*任务要求*. 从包含“Would you please tag the camel”的那一行起，一直到记录末尾（首尾两行都算在内），把这些行逐字摘录出来。
*** 数据记录 ***
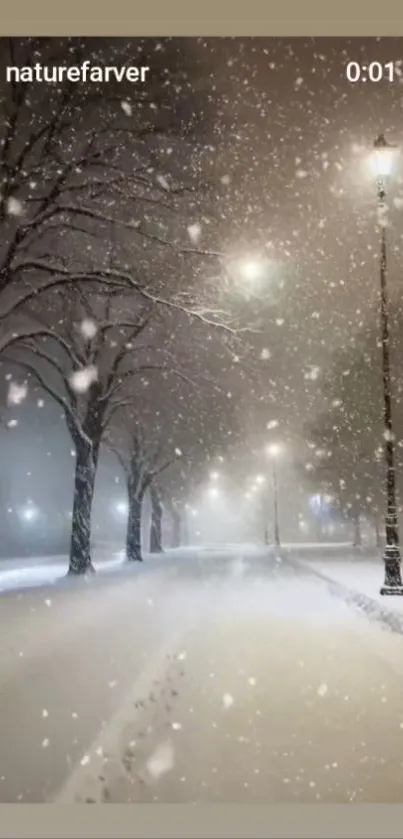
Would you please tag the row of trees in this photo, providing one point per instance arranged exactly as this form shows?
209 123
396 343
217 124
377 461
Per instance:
103 303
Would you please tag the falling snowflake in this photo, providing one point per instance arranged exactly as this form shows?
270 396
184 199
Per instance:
161 761
88 328
163 182
312 374
16 393
14 207
194 231
81 380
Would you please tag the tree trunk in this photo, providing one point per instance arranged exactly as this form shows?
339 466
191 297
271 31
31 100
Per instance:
176 526
378 539
133 535
84 483
184 518
357 531
156 521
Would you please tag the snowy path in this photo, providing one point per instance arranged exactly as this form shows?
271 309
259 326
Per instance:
230 678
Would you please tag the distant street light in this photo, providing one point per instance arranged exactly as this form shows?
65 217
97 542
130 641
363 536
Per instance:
121 507
383 159
29 513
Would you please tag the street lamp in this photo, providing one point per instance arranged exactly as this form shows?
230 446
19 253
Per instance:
273 450
383 158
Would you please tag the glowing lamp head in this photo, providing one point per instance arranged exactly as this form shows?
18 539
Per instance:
383 157
121 507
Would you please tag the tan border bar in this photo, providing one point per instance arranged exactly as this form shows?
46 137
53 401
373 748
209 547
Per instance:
225 821
181 18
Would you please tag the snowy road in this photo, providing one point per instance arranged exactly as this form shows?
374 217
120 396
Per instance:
228 678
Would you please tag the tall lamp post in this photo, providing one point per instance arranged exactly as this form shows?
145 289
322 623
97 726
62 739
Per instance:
273 451
384 155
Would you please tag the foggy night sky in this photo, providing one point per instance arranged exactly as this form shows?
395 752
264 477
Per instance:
283 127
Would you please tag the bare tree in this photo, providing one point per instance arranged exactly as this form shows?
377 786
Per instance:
142 461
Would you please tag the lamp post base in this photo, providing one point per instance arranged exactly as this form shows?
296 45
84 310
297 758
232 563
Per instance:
390 590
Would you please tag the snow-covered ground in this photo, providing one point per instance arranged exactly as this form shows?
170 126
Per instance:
362 574
50 571
276 692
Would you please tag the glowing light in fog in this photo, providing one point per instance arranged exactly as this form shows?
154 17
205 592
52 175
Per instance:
121 507
29 513
273 449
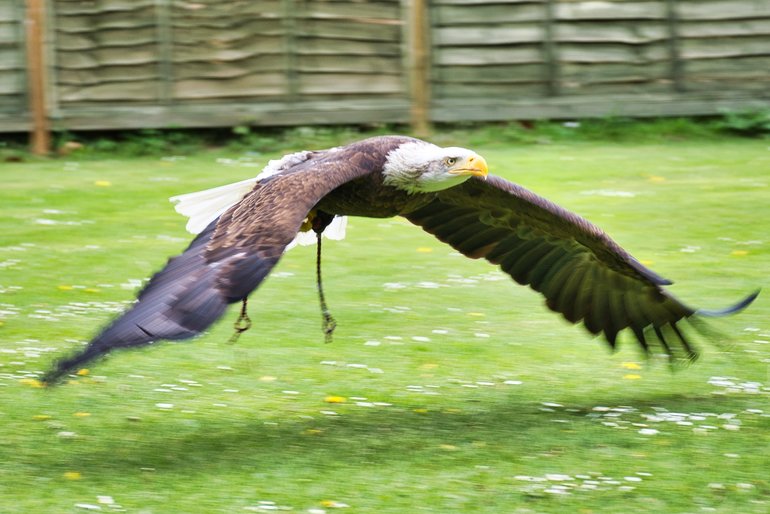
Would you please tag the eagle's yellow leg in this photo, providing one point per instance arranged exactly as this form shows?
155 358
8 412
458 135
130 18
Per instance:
307 225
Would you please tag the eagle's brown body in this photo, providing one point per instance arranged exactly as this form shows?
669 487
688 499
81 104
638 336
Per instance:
582 273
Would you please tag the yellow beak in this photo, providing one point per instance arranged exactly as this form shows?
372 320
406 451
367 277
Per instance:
474 165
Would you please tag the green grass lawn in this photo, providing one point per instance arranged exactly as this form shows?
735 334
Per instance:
448 388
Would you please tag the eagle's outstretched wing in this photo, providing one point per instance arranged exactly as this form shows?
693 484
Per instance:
582 273
225 262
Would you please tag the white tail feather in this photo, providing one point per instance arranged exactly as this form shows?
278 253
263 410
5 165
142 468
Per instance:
203 207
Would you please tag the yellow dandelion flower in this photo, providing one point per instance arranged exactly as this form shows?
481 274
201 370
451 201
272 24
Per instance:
332 504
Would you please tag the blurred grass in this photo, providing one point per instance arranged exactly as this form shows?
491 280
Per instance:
462 393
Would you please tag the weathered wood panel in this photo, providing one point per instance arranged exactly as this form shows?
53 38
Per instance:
725 45
155 63
105 51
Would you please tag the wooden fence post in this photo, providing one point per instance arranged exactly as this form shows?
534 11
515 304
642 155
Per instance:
674 52
550 54
40 138
419 67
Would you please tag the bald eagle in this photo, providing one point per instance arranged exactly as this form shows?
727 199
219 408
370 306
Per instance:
244 228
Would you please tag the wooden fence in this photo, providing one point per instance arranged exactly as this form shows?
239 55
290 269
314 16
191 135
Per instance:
121 64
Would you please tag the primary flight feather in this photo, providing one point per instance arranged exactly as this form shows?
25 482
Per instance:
244 228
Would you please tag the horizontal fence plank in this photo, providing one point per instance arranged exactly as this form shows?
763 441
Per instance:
609 11
123 92
446 90
73 7
614 72
385 65
95 76
482 2
247 50
322 46
480 56
340 84
142 54
631 33
615 53
722 9
351 111
575 107
708 29
228 69
462 15
253 85
107 38
483 36
501 73
336 29
724 47
95 21
353 11
159 63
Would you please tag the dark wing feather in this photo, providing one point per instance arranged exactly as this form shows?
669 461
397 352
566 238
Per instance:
582 273
224 263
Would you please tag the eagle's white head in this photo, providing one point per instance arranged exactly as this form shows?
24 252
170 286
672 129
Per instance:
421 167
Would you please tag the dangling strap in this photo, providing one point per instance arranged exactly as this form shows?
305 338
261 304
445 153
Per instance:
242 324
328 325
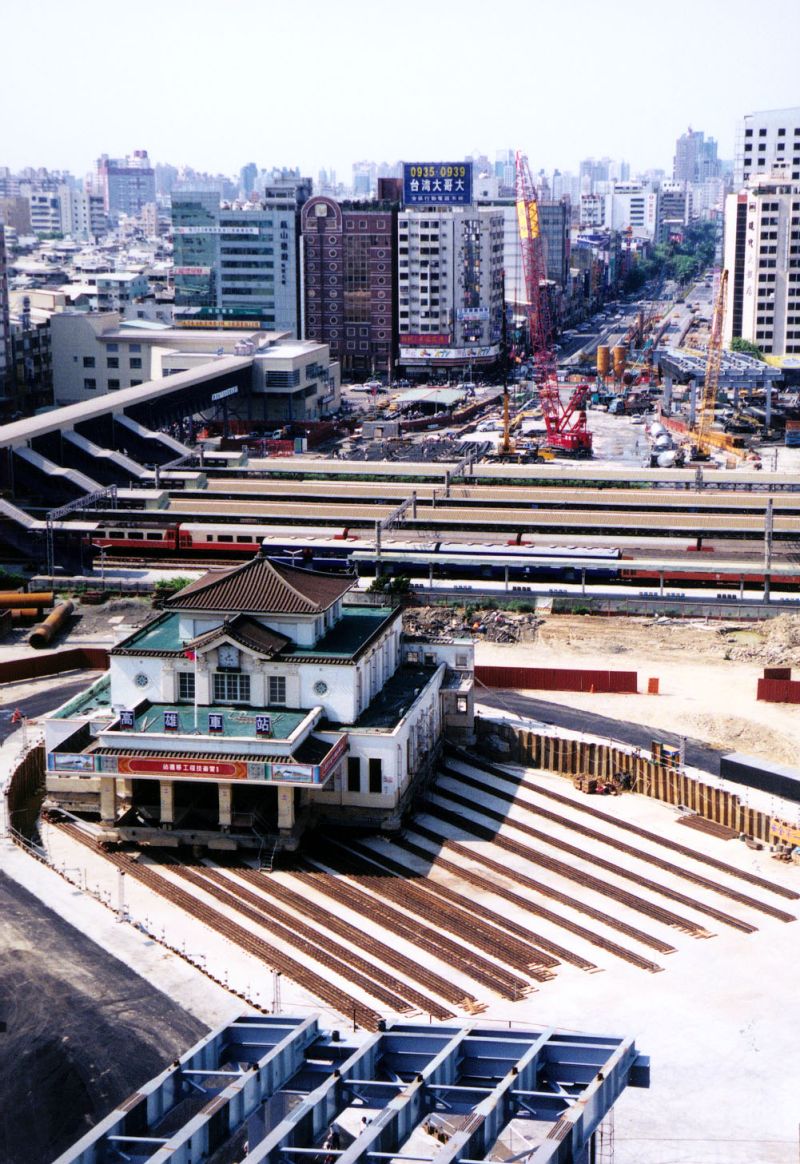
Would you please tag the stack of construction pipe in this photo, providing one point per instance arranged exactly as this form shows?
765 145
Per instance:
25 608
43 633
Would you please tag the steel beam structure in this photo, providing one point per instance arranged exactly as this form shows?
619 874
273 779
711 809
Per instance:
282 1081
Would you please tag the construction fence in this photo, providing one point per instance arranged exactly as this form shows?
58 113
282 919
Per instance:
778 690
559 679
604 761
23 793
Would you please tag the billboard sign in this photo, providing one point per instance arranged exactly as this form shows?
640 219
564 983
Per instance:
437 183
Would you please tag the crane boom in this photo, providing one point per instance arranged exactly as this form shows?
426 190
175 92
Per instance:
713 364
566 426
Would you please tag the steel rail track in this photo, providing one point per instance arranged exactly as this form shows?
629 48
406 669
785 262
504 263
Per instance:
630 850
561 868
628 827
386 953
426 937
466 920
341 1002
535 907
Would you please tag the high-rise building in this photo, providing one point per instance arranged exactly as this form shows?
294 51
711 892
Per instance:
674 208
126 184
45 212
625 205
236 262
84 215
349 268
365 179
767 142
248 176
762 253
450 284
695 157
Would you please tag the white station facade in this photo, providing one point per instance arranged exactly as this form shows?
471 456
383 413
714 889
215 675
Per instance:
261 701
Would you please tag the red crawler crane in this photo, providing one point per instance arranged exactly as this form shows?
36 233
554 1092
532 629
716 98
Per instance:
565 424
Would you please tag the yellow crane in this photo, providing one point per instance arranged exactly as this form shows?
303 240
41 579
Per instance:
703 435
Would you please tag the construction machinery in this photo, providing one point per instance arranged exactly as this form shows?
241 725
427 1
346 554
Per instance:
565 424
703 437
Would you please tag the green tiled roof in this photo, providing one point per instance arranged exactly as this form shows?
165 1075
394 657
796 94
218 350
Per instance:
160 634
353 631
236 721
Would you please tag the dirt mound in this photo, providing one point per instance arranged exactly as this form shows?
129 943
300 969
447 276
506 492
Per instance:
485 625
778 643
735 733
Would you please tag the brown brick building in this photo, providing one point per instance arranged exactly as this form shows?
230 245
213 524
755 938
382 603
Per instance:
349 263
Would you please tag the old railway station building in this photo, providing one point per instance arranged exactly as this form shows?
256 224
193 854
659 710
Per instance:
262 700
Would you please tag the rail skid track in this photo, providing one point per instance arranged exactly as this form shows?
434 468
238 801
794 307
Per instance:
483 898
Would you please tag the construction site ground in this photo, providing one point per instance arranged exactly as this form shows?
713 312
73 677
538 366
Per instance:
707 671
715 1020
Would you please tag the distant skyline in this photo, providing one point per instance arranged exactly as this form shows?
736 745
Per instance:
321 86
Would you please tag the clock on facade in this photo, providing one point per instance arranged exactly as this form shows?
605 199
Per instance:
228 655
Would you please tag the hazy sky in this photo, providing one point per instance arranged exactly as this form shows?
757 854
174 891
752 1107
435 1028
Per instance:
325 83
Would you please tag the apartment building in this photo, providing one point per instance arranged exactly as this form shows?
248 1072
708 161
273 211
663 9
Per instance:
349 262
450 265
767 142
762 253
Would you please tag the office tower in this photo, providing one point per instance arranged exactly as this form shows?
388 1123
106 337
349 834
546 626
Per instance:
126 184
238 261
767 142
695 157
762 253
349 267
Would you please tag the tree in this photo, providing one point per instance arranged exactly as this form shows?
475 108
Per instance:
745 347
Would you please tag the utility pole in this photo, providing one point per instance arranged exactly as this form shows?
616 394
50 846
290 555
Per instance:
767 548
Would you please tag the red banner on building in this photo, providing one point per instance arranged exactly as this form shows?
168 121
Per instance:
168 766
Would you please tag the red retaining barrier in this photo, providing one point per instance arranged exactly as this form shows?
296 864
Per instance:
560 679
778 690
14 671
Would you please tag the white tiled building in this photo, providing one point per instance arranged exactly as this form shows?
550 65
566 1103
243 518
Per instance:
259 701
762 253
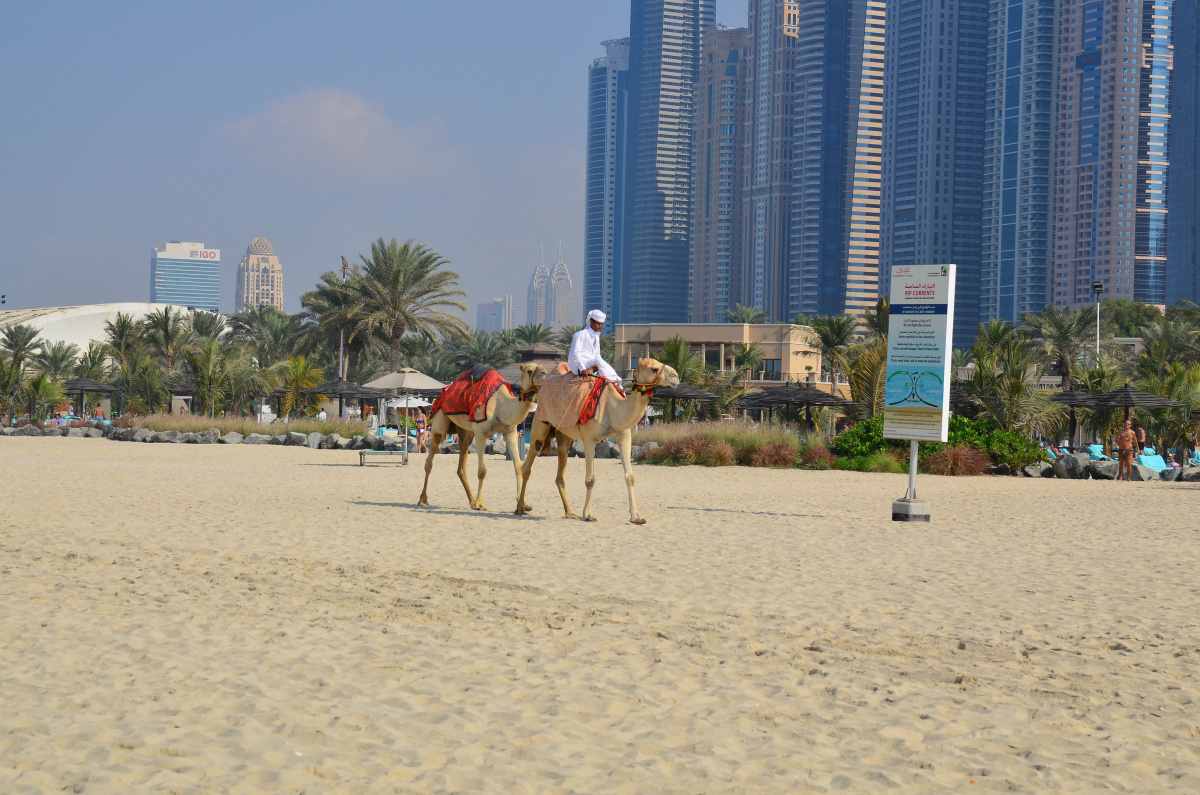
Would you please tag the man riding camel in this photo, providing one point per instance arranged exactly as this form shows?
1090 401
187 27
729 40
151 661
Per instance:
585 356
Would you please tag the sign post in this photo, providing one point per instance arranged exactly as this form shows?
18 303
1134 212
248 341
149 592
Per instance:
917 399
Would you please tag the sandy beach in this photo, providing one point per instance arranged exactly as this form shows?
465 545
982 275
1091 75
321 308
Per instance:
263 619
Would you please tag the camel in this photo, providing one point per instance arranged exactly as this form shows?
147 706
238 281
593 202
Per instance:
***
*任务作答*.
Would you please tag the camel in this photo, providing one point per instance arranged exactly as this form shows?
147 706
238 281
593 202
Per instance:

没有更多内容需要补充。